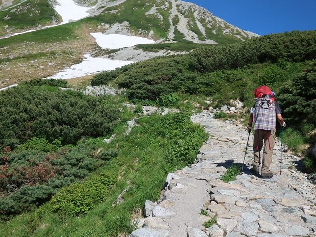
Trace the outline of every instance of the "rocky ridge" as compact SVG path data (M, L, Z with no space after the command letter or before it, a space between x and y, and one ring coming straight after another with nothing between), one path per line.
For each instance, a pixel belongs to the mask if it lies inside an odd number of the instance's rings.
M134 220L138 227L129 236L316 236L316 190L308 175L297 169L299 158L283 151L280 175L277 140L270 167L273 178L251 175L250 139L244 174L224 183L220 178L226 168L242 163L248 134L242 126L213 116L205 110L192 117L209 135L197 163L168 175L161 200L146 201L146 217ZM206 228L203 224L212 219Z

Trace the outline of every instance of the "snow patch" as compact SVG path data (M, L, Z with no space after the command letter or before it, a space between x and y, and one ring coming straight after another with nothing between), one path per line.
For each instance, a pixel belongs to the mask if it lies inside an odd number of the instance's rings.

=-=-=

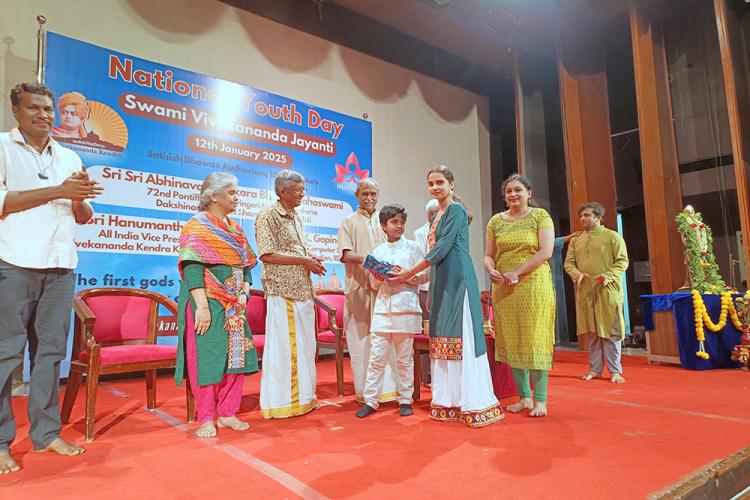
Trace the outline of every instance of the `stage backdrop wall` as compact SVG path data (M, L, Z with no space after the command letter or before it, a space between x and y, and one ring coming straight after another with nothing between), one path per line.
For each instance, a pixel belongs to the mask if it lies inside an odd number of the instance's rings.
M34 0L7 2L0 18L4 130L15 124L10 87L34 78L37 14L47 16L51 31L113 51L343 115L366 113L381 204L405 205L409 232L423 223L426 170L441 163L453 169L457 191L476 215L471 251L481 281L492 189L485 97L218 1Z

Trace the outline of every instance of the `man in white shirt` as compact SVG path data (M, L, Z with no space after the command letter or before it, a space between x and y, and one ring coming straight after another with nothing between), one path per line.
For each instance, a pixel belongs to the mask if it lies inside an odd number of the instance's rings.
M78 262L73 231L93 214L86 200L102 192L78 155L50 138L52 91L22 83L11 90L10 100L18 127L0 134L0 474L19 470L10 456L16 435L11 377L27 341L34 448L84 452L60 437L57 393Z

=-=-=

■ Exercise goal ■
Pull out every line of the records that contains the string "compact".

■ Solution ■
Trace the outline of every instance of the "rocky ridge" as compact SVG path data (M, L, Z with no space after the command letter or before it, a space between x and y, and one ring coming straight after another with nothing between), one path per line.
Trace the outline of every instance of the "snow patch" as compact SVG path data (M, L, Z with no space after the command letter or before it, a space between x and y, and one ring coming straight after another with nothing between), one path per line.
Trace the outline of every instance of the `stage backdrop wall` as compact SVG path data (M, L, Z with no space after the command letter or before it, a space between x and y, and one ring coming straight after another with nothing between), one path per line.
Trace the outline of every instance of the `man in white shirt` as compact SVG path data (M, L, Z with no space after the command letter or before it, a space between x and y, and one ring coming straight after another with nothing between), one path per line.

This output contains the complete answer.